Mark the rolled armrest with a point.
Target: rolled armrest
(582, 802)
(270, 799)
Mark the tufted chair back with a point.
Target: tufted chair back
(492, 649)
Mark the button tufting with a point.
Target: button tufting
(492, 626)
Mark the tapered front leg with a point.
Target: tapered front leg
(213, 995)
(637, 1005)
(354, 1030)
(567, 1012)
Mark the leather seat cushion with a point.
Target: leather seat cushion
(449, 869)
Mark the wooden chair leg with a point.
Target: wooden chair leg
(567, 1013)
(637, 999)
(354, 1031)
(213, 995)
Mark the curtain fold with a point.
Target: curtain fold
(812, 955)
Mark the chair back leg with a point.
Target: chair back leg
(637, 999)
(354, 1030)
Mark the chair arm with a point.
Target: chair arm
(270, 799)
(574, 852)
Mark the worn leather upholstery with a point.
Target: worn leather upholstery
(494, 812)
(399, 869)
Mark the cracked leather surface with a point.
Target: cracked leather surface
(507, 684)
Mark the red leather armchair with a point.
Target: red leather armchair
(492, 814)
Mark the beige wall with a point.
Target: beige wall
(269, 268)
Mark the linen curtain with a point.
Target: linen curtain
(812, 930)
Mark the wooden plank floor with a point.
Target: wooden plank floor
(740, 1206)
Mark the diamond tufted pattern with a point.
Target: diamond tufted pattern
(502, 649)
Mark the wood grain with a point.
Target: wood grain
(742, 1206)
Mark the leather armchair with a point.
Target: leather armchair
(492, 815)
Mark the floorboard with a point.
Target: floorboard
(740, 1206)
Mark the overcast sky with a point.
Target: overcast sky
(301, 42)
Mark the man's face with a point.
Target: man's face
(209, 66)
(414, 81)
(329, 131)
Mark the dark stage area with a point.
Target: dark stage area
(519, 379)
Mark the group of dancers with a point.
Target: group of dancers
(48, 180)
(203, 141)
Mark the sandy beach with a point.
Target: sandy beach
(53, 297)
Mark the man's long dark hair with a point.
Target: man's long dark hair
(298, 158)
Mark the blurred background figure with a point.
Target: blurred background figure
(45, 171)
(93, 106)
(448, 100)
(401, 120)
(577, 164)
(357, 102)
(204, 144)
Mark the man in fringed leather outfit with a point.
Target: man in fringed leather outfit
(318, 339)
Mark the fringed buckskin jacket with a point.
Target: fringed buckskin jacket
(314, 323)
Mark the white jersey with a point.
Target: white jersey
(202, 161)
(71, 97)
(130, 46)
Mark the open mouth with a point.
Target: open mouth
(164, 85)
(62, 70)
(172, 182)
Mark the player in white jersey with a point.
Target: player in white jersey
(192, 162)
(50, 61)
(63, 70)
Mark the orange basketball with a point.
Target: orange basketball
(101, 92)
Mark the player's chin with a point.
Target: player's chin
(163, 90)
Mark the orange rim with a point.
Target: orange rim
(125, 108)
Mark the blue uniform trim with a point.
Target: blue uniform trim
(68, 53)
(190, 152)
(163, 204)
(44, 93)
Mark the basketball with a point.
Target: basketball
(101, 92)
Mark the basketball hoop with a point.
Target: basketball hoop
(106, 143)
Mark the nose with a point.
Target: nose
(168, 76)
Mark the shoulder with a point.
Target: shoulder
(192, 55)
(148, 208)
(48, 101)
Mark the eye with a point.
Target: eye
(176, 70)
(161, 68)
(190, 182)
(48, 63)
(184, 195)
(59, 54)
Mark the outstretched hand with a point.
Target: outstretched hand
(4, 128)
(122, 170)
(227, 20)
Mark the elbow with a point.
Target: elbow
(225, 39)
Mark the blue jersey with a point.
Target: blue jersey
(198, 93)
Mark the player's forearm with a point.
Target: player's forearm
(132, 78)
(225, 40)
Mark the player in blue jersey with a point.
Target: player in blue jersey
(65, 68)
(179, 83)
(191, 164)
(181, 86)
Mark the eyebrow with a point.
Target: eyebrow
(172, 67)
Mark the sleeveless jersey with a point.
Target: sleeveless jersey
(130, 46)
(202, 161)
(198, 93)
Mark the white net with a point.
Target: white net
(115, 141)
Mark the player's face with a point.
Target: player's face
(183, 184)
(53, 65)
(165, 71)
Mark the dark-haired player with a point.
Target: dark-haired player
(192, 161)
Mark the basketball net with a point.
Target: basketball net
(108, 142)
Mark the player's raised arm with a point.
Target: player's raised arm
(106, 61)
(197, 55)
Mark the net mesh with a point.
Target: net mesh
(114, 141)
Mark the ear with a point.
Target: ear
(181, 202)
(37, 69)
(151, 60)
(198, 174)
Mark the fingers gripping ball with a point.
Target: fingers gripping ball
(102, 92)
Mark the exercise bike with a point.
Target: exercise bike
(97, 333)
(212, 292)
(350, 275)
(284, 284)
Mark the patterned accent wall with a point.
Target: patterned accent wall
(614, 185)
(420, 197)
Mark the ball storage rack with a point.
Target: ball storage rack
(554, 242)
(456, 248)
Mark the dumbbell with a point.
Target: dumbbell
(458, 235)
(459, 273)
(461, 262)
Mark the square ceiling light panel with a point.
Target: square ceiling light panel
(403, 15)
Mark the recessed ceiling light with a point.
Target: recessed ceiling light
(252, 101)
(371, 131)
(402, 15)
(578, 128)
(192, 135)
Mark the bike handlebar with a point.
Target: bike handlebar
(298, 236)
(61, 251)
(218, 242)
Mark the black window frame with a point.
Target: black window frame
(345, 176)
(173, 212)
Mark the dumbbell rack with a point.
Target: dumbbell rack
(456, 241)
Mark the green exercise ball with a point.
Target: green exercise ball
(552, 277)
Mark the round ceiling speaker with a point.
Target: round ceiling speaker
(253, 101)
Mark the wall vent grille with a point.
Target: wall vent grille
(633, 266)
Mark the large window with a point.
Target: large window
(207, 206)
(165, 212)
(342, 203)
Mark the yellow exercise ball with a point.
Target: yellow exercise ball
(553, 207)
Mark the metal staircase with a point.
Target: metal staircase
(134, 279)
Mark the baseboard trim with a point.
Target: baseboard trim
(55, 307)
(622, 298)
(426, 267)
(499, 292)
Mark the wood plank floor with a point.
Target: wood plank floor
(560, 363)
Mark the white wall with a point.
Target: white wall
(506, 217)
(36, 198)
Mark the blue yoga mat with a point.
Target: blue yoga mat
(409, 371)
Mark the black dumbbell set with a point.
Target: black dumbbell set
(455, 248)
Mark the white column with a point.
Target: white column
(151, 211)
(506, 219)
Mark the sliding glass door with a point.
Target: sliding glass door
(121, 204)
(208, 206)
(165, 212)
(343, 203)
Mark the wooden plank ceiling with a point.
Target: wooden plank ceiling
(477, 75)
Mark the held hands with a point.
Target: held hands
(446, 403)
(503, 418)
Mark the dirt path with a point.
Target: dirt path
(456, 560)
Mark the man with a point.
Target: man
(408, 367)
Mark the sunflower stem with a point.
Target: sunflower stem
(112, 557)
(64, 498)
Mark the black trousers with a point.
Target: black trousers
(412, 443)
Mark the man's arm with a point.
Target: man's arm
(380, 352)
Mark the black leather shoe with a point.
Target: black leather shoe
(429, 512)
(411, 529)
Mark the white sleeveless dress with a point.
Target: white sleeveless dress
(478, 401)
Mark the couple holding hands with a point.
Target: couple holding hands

----------

Task statement
Retype every entry above, word for word.

Answer in full
Mark the rolled armrest with a point.
Target: rolled armrest
(582, 802)
(270, 799)
Mark the tufted chair back with a point.
Target: tufted chair back
(492, 649)
Mark the button tufting with a point.
Target: button tufting
(492, 626)
Mark the tapered front leg with a point.
Target: tapered front leg
(213, 995)
(637, 1005)
(354, 1030)
(567, 1012)
Mark the leather seat cushion with a point.
Target: leather seat cushion
(449, 869)
Mark the wooden chair leg with a point.
Target: wooden chair leg
(567, 1013)
(637, 999)
(354, 1031)
(213, 995)
Mark the curtain fold with a point.
Target: curtain fold
(812, 955)
Mark the chair back leg with a point.
Target: chair back leg
(637, 999)
(354, 1030)
Mark the chair arm with a point.
Target: chair arm
(270, 799)
(574, 852)
Mark the worn leather upholstery with a point.
Target: worn leather upholstery
(494, 812)
(399, 869)
Mark the cracked leather surface with a point.
Target: cracked leather surface
(507, 684)
Mark the red leather armchair with a point.
Target: red leather armchair
(492, 814)
Mark the beige wall with a point.
Target: beige wall
(269, 268)
Mark the linen curtain with a point.
Target: linen curtain
(812, 930)
Mark the wooden plank floor with a point.
Target: wooden plank floor
(740, 1206)
Mark the diamond tufted pattern with a point.
Target: diamond tufted pattern
(502, 649)
Mark the wood grain with a point.
Target: wood grain
(742, 1206)
Mark the leather armchair with a point.
Target: leather armchair
(492, 815)
Mark the floorboard with a point.
Target: floorboard
(740, 1206)
Mark the overcast sky with a point.
Target: overcast sky
(301, 42)
Mark the man's face with a point.
Target: man's face
(209, 66)
(414, 81)
(329, 131)
Mark the dark stage area with a point.
Target: dark stage area
(519, 379)
Mark the group of dancers with a point.
Target: group of dancers
(48, 180)
(203, 141)
Mark the sandy beach with a point.
Target: sandy beach
(53, 297)
Mark the man's long dark hair with a point.
Target: man's long dark hair
(298, 158)
Mark the blurred background figure with a point.
Target: blurred background figure
(45, 171)
(93, 106)
(448, 100)
(401, 120)
(577, 164)
(357, 102)
(204, 144)
Mark the man in fringed leather outfit with a point.
Target: man in fringed leather outfit
(318, 339)
Mark the fringed buckskin jacket with a point.
Target: fringed buckskin jacket
(314, 323)
Mark the white jersey with a point.
Target: white jersey
(202, 161)
(71, 97)
(130, 46)
Mark the open mouth with a point.
Target: open mouth
(164, 85)
(62, 70)
(172, 182)
Mark the player in white jersey with a point.
Target: player in white jersey
(192, 162)
(50, 61)
(63, 70)
Mark the orange basketball with a point.
Target: orange basketball
(101, 92)
Mark the player's chin with a point.
Target: player's chin
(163, 90)
Mark the orange rim with a point.
Target: orange rim
(125, 108)
Mark the blue uniform trim with a point.
Target: blue uniform trim
(68, 53)
(190, 152)
(163, 204)
(44, 93)
Mark the basketball with a point.
Target: basketball
(101, 92)
Mark the basketball hoop with a point.
Target: basketball hoop
(106, 143)
Mark the nose with a point.
Target: nose
(168, 76)
Mark the shoulder with a point.
Target: shoulder
(192, 55)
(148, 208)
(48, 101)
Mark the eye with a point.
Target: eye
(176, 70)
(161, 68)
(190, 182)
(48, 63)
(184, 195)
(59, 54)
Mark the outstretched hand with a point.
Target: outstretched hand
(4, 128)
(122, 170)
(227, 20)
Mark the elbow with a point.
Target: elbow
(225, 39)
Mark the blue jersey with a point.
Target: blue jersey
(198, 93)
Mark the player's forearm with a point.
Target: player's forearm
(132, 78)
(225, 40)
Mark the player in blue jersey with a point.
Target: player in blue jersey
(65, 68)
(179, 83)
(191, 164)
(181, 86)
Mark the eyebrow with a point.
Target: eyebrow
(172, 67)
Mark the sleeveless jersey with a point.
Target: sleeveless jersey
(130, 46)
(202, 161)
(198, 93)
Mark the white net with a point.
Target: white net
(115, 141)
Mark the player's face with a point.
Target: player's face
(183, 184)
(53, 65)
(165, 71)
Mark the dark-haired player with a point.
Target: dark-haired player
(192, 161)
Mark the basketball net with a point.
Target: basketball net
(108, 142)
Mark the player's raised arm with a point.
Target: player's raised arm
(106, 61)
(197, 55)
Mark the net mesh with a point.
Target: net mesh
(114, 141)
Mark the ear with a point.
Target: ear
(181, 202)
(37, 69)
(151, 60)
(198, 174)
Mark the fingers gripping ball with a point.
Target: fingers gripping ball
(102, 92)
Mark the exercise bike with a point.
Target: exercise bike
(97, 333)
(212, 292)
(350, 275)
(284, 284)
Mark the patterned accent wall with a point.
Target: patterned accent wall
(614, 185)
(420, 197)
Mark the ball storage rack with a point.
Target: ball storage rack
(554, 242)
(456, 248)
Mark the dumbbell with a point.
Target: dumbbell
(458, 235)
(459, 273)
(461, 262)
Mark the square ceiling light panel with a point.
Target: square ceiling light panel
(403, 15)
Mark the recessed ceiling light with a point.
Target: recessed ceiling light
(252, 101)
(371, 131)
(402, 15)
(578, 128)
(192, 135)
Mark the bike handlebar with a point.
Target: bike handlebar
(298, 236)
(61, 251)
(218, 242)
Mark the black window frame with a point.
Target: black window frame
(345, 176)
(173, 212)
Mark the dumbbell rack with a point.
Target: dumbbell rack
(456, 241)
Mark the green exercise ball with a point.
Target: green exercise ball
(552, 277)
Mark the round ceiling speaker with a point.
Target: round ceiling speaker
(253, 101)
Mark the wall vent grille with a point.
Target: wall vent grille
(633, 266)
Mark the large window with a point.
Target: large window
(207, 206)
(165, 212)
(342, 203)
Mark the yellow exercise ball with a point.
Target: yellow exercise ball
(553, 207)
Mark the metal staircase with a point.
Target: metal staircase
(134, 279)
Mark the baseboard trim with a point.
Target: baseboard trim
(55, 307)
(622, 298)
(426, 267)
(499, 292)
Mark the wood plank floor with a point.
Target: wood plank floor
(560, 363)
Mark the white wall with a point.
Target: white wall
(506, 217)
(36, 198)
Mark the blue yoga mat with a point.
Target: blue yoga mat
(409, 371)
Mark the black dumbbell set with a point.
Target: black dumbbell set
(455, 248)
Mark the white column with a point.
Target: white column
(151, 211)
(506, 219)
Mark the sliding glass door with a point.
Target: sliding glass door
(121, 204)
(208, 206)
(165, 212)
(343, 203)
Mark the wooden plank ceiling with a point.
Target: wooden plank ceiling
(477, 75)
Mark the held hands with a point.
Target: held hands
(446, 403)
(503, 418)
Mark the dirt path with a point.
Target: dirt path
(456, 560)
Mark the man with a point.
Target: man
(408, 367)
Mark the sunflower stem with a point.
Target: sunflower stem
(112, 557)
(64, 498)
Mark the black trousers with a point.
Target: black trousers
(412, 443)
Mark the man's arm with a point.
Target: man's arm
(380, 352)
Mark the black leather shoe with a point.
Target: black leather shoe
(429, 512)
(411, 529)
Mark the white sleeveless dress with a point.
Target: white sleeveless dress
(478, 401)
Mark the couple holding hands with a point.
Target: couple holding hands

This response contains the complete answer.